- Given instruction A:
In the fishing trip report, why were the dropper nymphs taken off around mid-morning?
- Given instruction B:
Reproduce a passage of the fishing trip report, beginning at the words "The fishing was" and stopping after "a new mattress.".

And on Rock, the slippery ass rocks (seriously, I’m taking a staff
next time, and doubling the number of studs in my boots) keep people from
covering 4 miles of river a day, which means that when you find a stretch of
good, unoccupied water, you can be assured that no one short of an asshole will
jump in right in front of you can spook up all the fish; you simply can’t move
that fast. So, you spend your days
moving slowly and fishing all the little pockets and seams with at least as
much fervor as the deep runs and pools, and you get a good education on how
little water you need to house a sixteen or seventeen-inch brown or cutthroat.
Kristy and I managed to get the Rock Creek Grand Slam (whites,
browns, rainbows, cutts, and cuttbows) each day, getting good numbers usually, and while there are apparently
some bulls around, the fact that you can’t legally target them sort of puts a
damper on my desire to add them to the grand slam list…
Like is standard with Rock Creek, most of our fish were 10-14
inches, a relatively equal mix of those fish I mentioned above (never caught a
bull trout) with some sections giving up more browns, or rainbows, or
cutthroats, or whatever. We caught
a bunch of white-dogs during mornings when we used dropper nymphs (something
like a Frenchie PTN worked very well), but we typically nipped those off
mid-morning when the dropper tag seemed to just get in the way of getting good
hook sets on the dries, which by the way tended to be Chubby Chernobyls, or #10-12
Elk Hair Caddises that looked like the spruce moths that were flying around
during certain parts of the day.
The fishing was so good that we didn’t even mind sleeping on the
rocks for 4 nights when we discovered a series of leaks in our new (only used
two times previously) air mattress.
After several good days, we moved on to Yellowstone, stopping in
Gardiner to pick up a new mattress.
The loose plan was to sight see the geysers and other famous areas for a day and to fish some streams I’ve been
planning to fish since I was 12 or 13 years old. As
it turned out, I only fished one of the creeks I'd initially wanted
to (for a few days, rather than run around trying to figure out new
water every day), but it was super enjoyable, and to knock off the
suspense now, yes, I did
catch my first native Yellowstone cutthroat. And also my second, third, and so on.
I'd caught some in Alberta where they'd been planted into barren lakes
decades ago, but there is something special about true native fish.
Kristy caught several trout each day
herself, and was a trooper when the wind was blowing, when the tourists and fishermen were driving
us crazy, and when the static electricity in the air was giving her shocks
through her rod over an hour after the last thunder rolled through the
valley.
We got the hell off the water fast on that last one.
Yellowstone fishing was something I’m glad I did. On my last trip to Montana, three years
ago, things didn’t really pan out.

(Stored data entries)
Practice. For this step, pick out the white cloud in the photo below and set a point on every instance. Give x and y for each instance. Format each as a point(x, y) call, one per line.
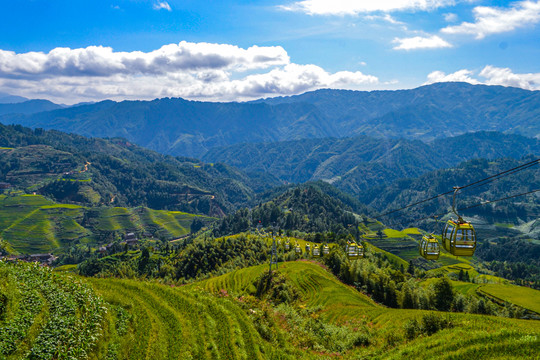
point(355, 7)
point(162, 5)
point(450, 17)
point(419, 42)
point(459, 76)
point(490, 75)
point(505, 77)
point(492, 20)
point(103, 61)
point(211, 72)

- Correct response A:
The dropper tag seemed to get in the way of getting good hook sets on the dries.

- Correct response B:
The fishing was so good that we didn’t even mind sleeping on the
rocks for 4 nights when we discovered a series of leaks in our new (only used
two times previously) air mattress.
After several good days, we moved on to Yellowstone, stopping in
Gardiner to pick up a new mattress.